---- THE DATA

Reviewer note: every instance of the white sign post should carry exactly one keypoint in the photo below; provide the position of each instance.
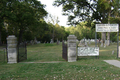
(109, 28)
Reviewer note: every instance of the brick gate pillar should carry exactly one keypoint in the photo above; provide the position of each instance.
(12, 49)
(71, 48)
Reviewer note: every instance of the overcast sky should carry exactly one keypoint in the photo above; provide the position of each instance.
(55, 11)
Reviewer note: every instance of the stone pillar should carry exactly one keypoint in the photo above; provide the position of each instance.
(71, 48)
(12, 49)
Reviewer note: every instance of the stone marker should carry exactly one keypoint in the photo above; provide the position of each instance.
(12, 49)
(71, 48)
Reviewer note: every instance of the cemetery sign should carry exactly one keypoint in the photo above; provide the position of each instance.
(88, 51)
(107, 27)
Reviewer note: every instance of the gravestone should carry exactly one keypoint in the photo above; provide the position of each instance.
(12, 49)
(72, 48)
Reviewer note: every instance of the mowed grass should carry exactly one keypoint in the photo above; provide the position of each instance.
(85, 68)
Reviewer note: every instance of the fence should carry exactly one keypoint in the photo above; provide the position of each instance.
(22, 51)
(64, 51)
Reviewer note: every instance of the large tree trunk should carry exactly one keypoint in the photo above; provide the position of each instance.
(108, 39)
(0, 38)
(103, 38)
(20, 36)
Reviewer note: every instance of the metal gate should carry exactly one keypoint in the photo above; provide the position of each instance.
(22, 51)
(64, 51)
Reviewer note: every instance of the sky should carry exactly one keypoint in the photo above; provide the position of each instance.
(55, 11)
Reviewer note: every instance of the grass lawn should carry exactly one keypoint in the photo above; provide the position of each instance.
(85, 68)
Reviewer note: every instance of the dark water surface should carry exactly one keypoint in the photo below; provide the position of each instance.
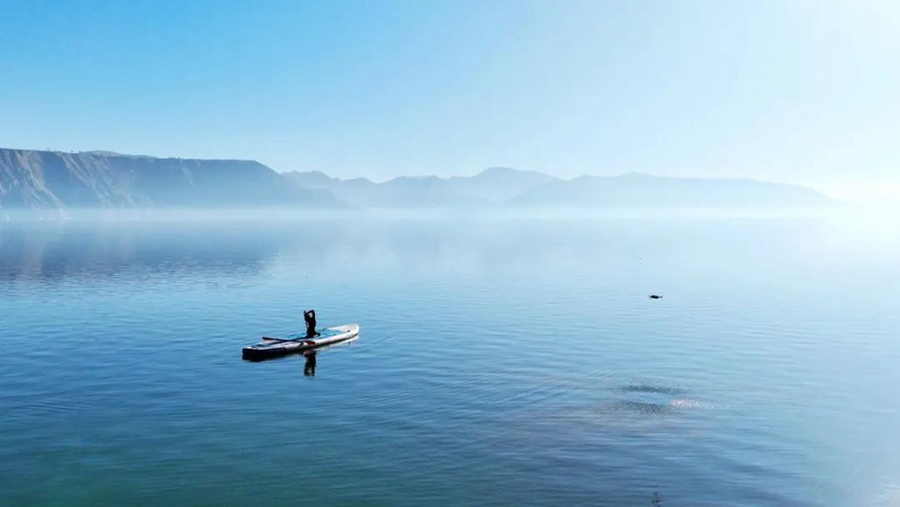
(501, 362)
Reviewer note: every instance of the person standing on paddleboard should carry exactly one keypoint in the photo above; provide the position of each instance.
(310, 317)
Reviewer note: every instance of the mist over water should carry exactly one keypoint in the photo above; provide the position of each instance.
(503, 359)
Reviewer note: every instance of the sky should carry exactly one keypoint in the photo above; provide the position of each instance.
(798, 91)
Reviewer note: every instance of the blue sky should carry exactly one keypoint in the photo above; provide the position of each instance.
(790, 90)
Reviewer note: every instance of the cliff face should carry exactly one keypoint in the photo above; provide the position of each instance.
(55, 180)
(43, 179)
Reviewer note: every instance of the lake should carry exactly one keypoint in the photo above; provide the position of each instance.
(502, 360)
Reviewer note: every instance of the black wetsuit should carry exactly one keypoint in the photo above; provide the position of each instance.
(310, 317)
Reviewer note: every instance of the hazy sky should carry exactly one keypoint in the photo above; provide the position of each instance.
(797, 91)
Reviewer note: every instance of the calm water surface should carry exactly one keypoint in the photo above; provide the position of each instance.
(501, 362)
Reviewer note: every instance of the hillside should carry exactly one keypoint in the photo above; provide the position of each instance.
(43, 179)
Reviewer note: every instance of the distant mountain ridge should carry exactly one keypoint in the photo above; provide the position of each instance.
(103, 179)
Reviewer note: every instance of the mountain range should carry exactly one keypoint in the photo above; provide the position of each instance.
(103, 179)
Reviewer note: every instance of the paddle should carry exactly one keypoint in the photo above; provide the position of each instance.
(281, 340)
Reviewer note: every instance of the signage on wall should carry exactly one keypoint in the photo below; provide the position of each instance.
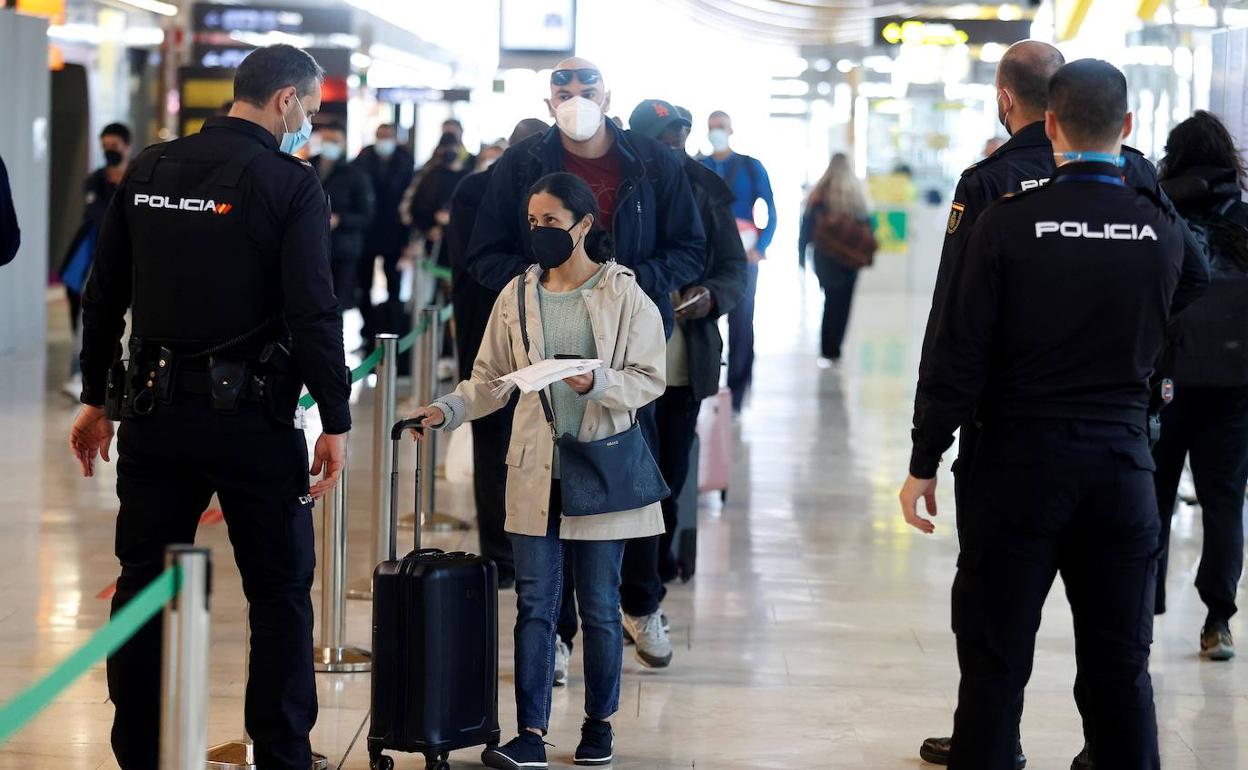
(896, 30)
(209, 18)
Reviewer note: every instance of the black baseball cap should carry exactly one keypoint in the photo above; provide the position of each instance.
(654, 116)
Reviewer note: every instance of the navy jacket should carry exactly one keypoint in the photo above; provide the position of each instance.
(10, 236)
(657, 227)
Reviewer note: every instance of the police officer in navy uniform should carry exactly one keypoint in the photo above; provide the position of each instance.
(1023, 162)
(1062, 477)
(219, 246)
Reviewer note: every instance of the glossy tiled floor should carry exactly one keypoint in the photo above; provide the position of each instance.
(814, 635)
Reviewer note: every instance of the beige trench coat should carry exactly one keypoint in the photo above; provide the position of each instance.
(628, 332)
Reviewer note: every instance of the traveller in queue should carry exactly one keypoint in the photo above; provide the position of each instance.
(1063, 474)
(224, 338)
(645, 202)
(695, 350)
(577, 302)
(1208, 363)
(1023, 162)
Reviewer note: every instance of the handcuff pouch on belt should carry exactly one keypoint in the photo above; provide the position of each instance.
(135, 387)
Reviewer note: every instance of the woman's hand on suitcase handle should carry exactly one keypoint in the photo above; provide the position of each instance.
(328, 459)
(429, 417)
(911, 492)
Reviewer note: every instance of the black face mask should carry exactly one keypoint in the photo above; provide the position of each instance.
(552, 246)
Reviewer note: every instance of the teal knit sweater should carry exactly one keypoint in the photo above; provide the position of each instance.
(567, 332)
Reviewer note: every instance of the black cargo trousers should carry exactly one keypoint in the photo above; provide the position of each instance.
(1048, 497)
(170, 463)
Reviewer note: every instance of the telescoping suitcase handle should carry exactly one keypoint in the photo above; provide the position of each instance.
(397, 432)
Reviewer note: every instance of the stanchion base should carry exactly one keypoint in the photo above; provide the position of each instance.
(362, 590)
(341, 660)
(241, 755)
(438, 522)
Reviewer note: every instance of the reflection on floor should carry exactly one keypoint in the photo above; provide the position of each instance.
(814, 635)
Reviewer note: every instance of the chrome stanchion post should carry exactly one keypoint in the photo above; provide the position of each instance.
(332, 657)
(385, 396)
(419, 283)
(426, 508)
(240, 754)
(184, 725)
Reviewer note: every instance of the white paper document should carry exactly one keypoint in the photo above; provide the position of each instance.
(543, 373)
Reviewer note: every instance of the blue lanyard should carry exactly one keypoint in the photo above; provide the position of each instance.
(1103, 179)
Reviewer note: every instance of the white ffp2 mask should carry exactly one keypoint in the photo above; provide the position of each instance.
(579, 119)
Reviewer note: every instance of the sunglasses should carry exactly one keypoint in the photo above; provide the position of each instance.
(587, 76)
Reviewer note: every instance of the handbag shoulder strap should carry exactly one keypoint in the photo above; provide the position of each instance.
(524, 336)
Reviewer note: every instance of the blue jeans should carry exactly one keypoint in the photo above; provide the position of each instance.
(740, 341)
(538, 597)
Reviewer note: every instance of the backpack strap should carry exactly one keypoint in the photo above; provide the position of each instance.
(524, 336)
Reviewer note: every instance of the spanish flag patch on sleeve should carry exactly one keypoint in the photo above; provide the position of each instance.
(955, 216)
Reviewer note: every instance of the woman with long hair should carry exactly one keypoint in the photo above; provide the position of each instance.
(1207, 358)
(579, 303)
(836, 222)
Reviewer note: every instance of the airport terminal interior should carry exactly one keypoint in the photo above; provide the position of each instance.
(815, 632)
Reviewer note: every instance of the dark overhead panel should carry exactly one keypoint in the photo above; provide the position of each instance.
(803, 21)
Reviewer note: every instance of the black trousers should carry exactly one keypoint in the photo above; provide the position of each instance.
(169, 467)
(345, 271)
(642, 590)
(1056, 497)
(387, 316)
(838, 283)
(489, 439)
(1212, 426)
(677, 418)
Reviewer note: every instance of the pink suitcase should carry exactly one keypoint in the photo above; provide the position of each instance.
(715, 437)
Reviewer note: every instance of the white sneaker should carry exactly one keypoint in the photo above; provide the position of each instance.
(649, 635)
(562, 660)
(73, 387)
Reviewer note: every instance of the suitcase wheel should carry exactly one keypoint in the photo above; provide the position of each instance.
(437, 761)
(381, 763)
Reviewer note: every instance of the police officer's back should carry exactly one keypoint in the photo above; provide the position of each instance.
(1055, 317)
(217, 243)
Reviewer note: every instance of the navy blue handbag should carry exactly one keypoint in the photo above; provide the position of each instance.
(605, 476)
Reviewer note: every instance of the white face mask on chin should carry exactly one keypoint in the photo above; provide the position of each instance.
(579, 119)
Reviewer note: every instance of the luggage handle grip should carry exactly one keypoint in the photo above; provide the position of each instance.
(397, 432)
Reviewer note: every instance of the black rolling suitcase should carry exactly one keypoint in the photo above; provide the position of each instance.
(434, 649)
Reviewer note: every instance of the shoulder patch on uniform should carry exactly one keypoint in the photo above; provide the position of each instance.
(955, 216)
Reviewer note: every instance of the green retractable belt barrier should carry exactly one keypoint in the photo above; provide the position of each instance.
(105, 642)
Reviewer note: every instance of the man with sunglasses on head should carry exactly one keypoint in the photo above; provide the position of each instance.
(648, 207)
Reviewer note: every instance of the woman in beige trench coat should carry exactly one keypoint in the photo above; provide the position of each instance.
(580, 303)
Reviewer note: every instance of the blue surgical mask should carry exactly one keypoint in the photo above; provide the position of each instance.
(292, 141)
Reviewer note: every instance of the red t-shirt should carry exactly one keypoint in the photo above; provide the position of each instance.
(603, 175)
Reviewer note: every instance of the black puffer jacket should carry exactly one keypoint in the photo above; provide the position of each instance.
(723, 275)
(1208, 342)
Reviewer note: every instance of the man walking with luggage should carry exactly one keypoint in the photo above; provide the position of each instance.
(224, 338)
(695, 347)
(1063, 472)
(749, 182)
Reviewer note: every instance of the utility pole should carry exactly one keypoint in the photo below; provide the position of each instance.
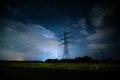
(65, 43)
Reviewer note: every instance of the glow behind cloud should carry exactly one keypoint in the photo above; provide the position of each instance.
(27, 42)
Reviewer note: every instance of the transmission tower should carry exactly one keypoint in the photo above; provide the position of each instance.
(65, 43)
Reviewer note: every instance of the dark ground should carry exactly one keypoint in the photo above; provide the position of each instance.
(19, 73)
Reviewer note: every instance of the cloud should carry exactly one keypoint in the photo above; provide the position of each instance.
(81, 23)
(97, 46)
(27, 41)
(82, 26)
(100, 34)
(98, 14)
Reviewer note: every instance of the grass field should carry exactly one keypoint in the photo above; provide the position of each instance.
(67, 66)
(59, 71)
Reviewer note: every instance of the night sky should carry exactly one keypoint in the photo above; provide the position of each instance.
(31, 29)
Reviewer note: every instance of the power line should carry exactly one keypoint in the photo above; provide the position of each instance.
(66, 36)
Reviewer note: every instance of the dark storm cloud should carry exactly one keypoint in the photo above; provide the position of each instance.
(26, 41)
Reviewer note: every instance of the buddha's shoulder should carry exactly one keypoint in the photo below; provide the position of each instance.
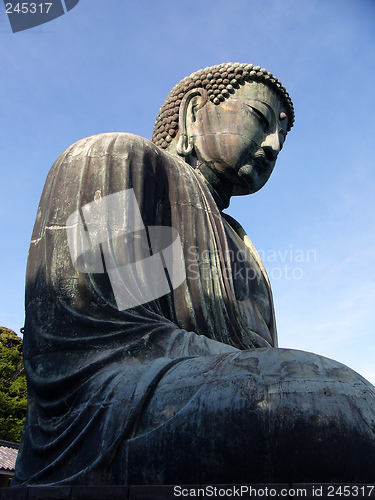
(120, 145)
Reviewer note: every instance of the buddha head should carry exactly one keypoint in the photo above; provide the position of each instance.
(229, 122)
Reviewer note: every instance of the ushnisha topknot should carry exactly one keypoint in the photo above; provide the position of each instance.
(220, 82)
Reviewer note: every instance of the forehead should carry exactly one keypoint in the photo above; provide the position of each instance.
(256, 91)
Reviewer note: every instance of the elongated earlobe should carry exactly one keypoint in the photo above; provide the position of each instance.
(192, 101)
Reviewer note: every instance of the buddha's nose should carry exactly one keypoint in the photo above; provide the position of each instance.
(271, 146)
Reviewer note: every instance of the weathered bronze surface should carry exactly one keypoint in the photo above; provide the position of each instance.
(188, 388)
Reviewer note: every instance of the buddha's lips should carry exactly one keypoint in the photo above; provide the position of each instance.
(260, 161)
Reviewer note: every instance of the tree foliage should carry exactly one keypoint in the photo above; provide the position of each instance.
(13, 394)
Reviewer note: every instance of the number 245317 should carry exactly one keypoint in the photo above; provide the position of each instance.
(26, 7)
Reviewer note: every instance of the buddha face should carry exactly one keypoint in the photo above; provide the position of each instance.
(241, 137)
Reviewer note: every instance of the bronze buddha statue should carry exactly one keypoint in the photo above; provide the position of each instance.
(188, 387)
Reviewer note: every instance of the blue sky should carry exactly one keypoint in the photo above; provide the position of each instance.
(107, 65)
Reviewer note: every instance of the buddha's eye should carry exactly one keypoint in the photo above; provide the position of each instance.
(260, 115)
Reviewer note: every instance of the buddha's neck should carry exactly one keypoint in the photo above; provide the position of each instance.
(218, 184)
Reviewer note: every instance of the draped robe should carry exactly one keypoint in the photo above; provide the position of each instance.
(94, 371)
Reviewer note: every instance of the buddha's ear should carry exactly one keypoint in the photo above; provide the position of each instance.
(192, 101)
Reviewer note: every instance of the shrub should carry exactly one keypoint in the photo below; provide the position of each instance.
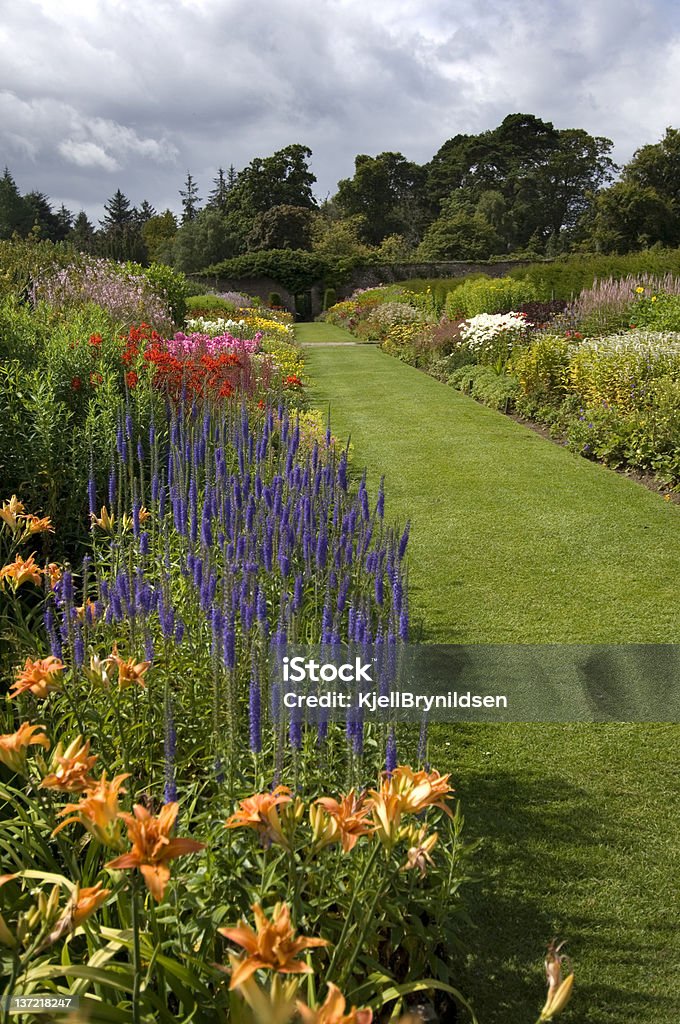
(657, 311)
(209, 305)
(612, 304)
(171, 286)
(482, 383)
(541, 370)
(492, 337)
(566, 276)
(489, 295)
(126, 296)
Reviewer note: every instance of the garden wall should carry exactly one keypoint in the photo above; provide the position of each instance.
(365, 276)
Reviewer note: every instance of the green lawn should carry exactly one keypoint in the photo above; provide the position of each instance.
(516, 540)
(324, 333)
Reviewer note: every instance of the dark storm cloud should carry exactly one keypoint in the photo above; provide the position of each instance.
(108, 93)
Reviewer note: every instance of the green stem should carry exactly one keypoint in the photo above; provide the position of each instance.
(136, 953)
(348, 920)
(368, 918)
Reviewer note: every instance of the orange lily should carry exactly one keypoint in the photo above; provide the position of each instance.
(129, 671)
(153, 847)
(82, 905)
(22, 570)
(273, 946)
(417, 791)
(259, 812)
(349, 814)
(82, 610)
(13, 744)
(97, 811)
(34, 524)
(10, 512)
(38, 677)
(104, 520)
(420, 848)
(333, 1011)
(71, 768)
(54, 572)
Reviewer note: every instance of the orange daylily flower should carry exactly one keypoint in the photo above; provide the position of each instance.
(420, 848)
(349, 814)
(10, 512)
(273, 946)
(259, 812)
(129, 671)
(22, 570)
(34, 524)
(104, 520)
(13, 744)
(39, 677)
(153, 847)
(82, 610)
(98, 811)
(82, 905)
(386, 809)
(71, 768)
(54, 572)
(333, 1011)
(418, 790)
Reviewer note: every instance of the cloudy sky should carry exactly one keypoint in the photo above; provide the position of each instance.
(100, 94)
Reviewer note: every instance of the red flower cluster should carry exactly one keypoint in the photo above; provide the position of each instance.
(199, 374)
(135, 340)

--------

• TASK DETAILS
Output exactly what runs from the line with "Reviewer note: every instance of the red flower" to the final line above, both lines included, and nothing else.

• PROBLEM SOLUTION
Reviewer note: every instance of the red flower cluster should carry exactly one keypoint in the photo above; provide the position of each instance.
(199, 374)
(135, 340)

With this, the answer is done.